— OBJECTIVE —
Return every line of the records that contains the string "instance". Case counts.

· · · · · · ·

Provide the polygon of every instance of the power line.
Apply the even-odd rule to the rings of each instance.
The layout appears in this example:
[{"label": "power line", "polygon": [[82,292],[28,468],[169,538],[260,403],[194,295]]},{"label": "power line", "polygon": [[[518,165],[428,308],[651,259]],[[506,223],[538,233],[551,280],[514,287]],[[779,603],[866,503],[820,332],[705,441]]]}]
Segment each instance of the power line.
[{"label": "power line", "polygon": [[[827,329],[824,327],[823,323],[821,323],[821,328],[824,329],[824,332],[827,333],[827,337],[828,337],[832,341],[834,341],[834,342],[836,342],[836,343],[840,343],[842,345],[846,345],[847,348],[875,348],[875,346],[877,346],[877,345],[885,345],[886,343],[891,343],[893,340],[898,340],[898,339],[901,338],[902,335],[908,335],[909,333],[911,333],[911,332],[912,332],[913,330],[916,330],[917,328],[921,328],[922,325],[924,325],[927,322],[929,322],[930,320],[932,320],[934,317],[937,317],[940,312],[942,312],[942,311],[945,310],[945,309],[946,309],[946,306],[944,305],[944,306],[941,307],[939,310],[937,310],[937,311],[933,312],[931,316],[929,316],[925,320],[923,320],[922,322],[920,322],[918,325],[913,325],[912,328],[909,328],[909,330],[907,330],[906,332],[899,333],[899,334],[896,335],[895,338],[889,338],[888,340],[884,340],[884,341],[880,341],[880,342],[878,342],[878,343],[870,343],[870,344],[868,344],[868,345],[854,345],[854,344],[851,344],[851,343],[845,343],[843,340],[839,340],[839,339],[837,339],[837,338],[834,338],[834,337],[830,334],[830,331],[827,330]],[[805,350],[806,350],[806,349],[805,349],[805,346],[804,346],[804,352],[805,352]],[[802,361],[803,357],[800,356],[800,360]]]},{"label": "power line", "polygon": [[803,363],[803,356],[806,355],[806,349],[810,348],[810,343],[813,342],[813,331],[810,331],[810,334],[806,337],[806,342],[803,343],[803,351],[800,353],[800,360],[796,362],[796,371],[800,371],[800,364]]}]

· · · · · · ·

— ANSWER TO THE TASK —
Provide the polygon of every instance of the power line.
Apply the even-odd rule to the rings of each instance.
Segment each instance of the power line.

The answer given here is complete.